Given passage:
Wednesday, July 25, 2012

Trust in government and preferences for redistribution

Scandinavia is puzzling for Americans or Southern Europeans. Taxes are very high, yet people are happy about paying their taxes and there is surprisingly little tax fraud or evasion. Why is there such tax morale? Of course, these taxes buy you services that you do not need to obtain on the market, such as social assistance, low crime, and health insurance. But even high incomes, who should prefer a model of market goods with little redistribution, are happy. What could one do to get this apparently Pareto improving outcome?

Eiji Yamamura does not provide directly insights about Scandinavia, but what influences regional tax morale in Japan. It turns out that if you have high trust in government, and you share it with your neighbors, you are more willing to accept income redistribution through taxation, and you perceive the tax burden to be lower. Thus, there is no miracle. You need a better government if you want higher tax morale.

Tuesday, July 24, 2012

On the benefits of multinational firms

Multinational companies are the scorn of the anti-globalization movement, and some of it is well deserved. Often, their size allows them to push governments around, especially poorer ones, and they can exploit tax loopholes in ways domestic firms cannot. But multinational firms can also bring benefits to economies. After all, they are just one manifestation of largely free trade, which is in general welfare-enhancing. The benefit mentioned the most often is that multinationals enhance the transfer of new technology between countries. A second benefit is that they shake up local competition and thus encourage Schumpeterian creative destruction. Of course, the fact that inefficient firms get hurt is not Pareto dominant, hence the grief from protectionists.

Using a big panel of firms across 60 countries (over a million firms!), Laura Alfaro and Maggie Chen find that the second impact of multinationals is significant. They are in particular interested in the domestic distribution of productivity and revenue. In theory, knowledge transfer shifts both distributions to the right. Market reallocation, though, shifts the distribution of revenue to the left and truncates the left of the productivity distribution. Looking at the data, it is not clear which effect dominates. The experience differs from country to country, with developing ones benefiting more from knowledge transfer and developed ones from increased competition. And about two-thirds of the average productivity increase can be attributed to knowledge transfer.

Monday, July 23, 2012

Do the Greek retire earlier because of their occupations?

Dataset content:
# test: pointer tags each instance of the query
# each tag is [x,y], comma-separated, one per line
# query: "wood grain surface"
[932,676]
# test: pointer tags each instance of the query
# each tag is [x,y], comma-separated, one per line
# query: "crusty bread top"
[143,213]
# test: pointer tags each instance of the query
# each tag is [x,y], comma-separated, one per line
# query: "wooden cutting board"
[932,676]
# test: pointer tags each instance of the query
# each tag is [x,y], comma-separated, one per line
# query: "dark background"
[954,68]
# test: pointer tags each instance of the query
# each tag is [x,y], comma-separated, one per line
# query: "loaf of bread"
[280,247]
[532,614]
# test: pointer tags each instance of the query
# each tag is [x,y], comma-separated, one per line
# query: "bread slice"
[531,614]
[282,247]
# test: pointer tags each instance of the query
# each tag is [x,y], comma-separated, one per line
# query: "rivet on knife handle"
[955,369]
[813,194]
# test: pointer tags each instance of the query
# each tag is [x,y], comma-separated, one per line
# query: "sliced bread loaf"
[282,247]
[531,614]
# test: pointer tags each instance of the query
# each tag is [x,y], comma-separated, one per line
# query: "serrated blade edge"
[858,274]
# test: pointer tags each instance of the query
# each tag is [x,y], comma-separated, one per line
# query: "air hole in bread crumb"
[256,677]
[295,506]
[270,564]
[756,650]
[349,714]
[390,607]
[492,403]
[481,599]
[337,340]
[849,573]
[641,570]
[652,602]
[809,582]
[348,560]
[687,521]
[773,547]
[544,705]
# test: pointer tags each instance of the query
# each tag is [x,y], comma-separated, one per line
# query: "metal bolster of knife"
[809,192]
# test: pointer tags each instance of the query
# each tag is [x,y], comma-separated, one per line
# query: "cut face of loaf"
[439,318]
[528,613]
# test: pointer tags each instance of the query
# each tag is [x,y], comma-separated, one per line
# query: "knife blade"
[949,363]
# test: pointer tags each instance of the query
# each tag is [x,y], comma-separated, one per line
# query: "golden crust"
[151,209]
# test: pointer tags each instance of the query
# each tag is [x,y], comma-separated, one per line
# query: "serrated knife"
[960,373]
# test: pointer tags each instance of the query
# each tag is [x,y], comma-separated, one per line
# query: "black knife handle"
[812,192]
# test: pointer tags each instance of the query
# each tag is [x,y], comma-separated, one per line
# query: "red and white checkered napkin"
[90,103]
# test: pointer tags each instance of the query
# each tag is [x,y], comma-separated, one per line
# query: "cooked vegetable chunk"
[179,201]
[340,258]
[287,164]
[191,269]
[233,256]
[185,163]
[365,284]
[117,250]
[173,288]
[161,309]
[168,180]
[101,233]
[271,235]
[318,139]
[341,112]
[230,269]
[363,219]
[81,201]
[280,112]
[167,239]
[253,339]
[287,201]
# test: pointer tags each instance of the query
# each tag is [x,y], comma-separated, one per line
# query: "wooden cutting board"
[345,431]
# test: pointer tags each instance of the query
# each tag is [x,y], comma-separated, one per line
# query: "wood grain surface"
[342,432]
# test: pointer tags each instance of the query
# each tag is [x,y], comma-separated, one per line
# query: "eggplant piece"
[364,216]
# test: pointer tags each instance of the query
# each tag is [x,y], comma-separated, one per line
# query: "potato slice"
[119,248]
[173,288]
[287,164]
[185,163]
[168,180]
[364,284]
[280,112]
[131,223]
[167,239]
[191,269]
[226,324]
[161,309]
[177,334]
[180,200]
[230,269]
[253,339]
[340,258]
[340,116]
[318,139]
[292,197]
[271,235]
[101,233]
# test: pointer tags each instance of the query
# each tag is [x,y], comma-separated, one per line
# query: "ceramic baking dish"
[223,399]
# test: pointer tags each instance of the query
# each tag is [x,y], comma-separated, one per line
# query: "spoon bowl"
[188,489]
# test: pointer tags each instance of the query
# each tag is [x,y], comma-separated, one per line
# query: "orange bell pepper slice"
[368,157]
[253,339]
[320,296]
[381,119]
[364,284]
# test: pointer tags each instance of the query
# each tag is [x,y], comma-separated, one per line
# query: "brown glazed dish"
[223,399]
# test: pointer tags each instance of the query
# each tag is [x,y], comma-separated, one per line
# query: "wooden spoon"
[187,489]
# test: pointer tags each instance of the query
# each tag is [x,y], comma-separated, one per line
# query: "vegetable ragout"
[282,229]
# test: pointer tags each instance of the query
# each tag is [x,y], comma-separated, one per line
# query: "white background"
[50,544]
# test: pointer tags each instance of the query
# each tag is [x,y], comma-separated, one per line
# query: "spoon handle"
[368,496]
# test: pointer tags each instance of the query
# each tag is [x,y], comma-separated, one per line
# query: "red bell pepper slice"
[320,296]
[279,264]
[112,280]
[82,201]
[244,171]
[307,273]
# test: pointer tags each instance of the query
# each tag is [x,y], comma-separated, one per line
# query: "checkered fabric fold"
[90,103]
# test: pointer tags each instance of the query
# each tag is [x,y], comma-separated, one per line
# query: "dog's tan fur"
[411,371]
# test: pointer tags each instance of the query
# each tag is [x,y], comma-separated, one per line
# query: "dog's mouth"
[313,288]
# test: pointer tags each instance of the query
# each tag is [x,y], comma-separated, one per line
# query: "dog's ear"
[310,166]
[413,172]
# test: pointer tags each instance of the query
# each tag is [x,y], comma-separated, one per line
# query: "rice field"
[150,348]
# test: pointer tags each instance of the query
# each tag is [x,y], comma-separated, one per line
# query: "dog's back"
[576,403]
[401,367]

Written task 1:
Edit the economics blog from "Using a big" to "to knowledge transfer.", swapping "Market reallocation" for "Competitive selection".
Written task 2:
Pick up the economics blog from where it stops and keep writing.

Task result 1:
Using a big panel of firms across 60 countries (over a million firms!), Laura Alfaro and Maggie Chen find that the second impact of multinationals is significant. They are in particular interested in the domestic distribution of productivity and revenue. In theory, knowledge transfer shifts both distributions to the right. Competitive selection, though, shifts the distribution of revenue to the left and truncates the left of the productivity distribution. Looking at the data, it is not clear which effect dominates. The experience differs from country to country, with developing ones benefiting more from knowledge transfer and developed ones from increased competition. And about two-thirds of the average productivity increase can be attributed to knowledge transfer.

Task result 2:
A common complaint within the current acrimonious debate about the Greek debt situation is that the Greek retire much earlier than, say, the Germans. This is considered unfair, and the Greek should not enjoy such privileges. It is, however, a fact that people in different occupations retire at different times, and Greece may simply have a labor force with an occupational compositions that yields a lower retirement age. If this were the case in a magnitude corresponding to the observed differences in average retirement ages, the criticism would not be warranted.

Philip Sauré and Hosny Zoabi look at this in the following way. They take the retirement age by occupation for males in the United States, then apply this to the occupational composition of 28 OECD countries. Looking at the effective average retirement age, it turns of occupational differences can explain about 10% of the cross-country variation. Add in another 10 non-OECD countries, and you explain about 16%. Not huge numbers, but occupational composition matters. Transforming the data to account for category mismatches and the impact of state pension plans, one can explain 28% to 39% of the variation, though.

And, by the way, the effective age of retirement of males is higher in Greece than in Germany.

Friday, July 20, 2012

Exchange rates and scapegoats

It is notoriously difficult to understand exchange rate fluctuations, especially in the shorter term. Predicting them is even worse, to the point that a random walk has consistently been shown to be the best predictor (with isolated exceptions). Consistently beating the random walk is seen as the holy grail in international finance.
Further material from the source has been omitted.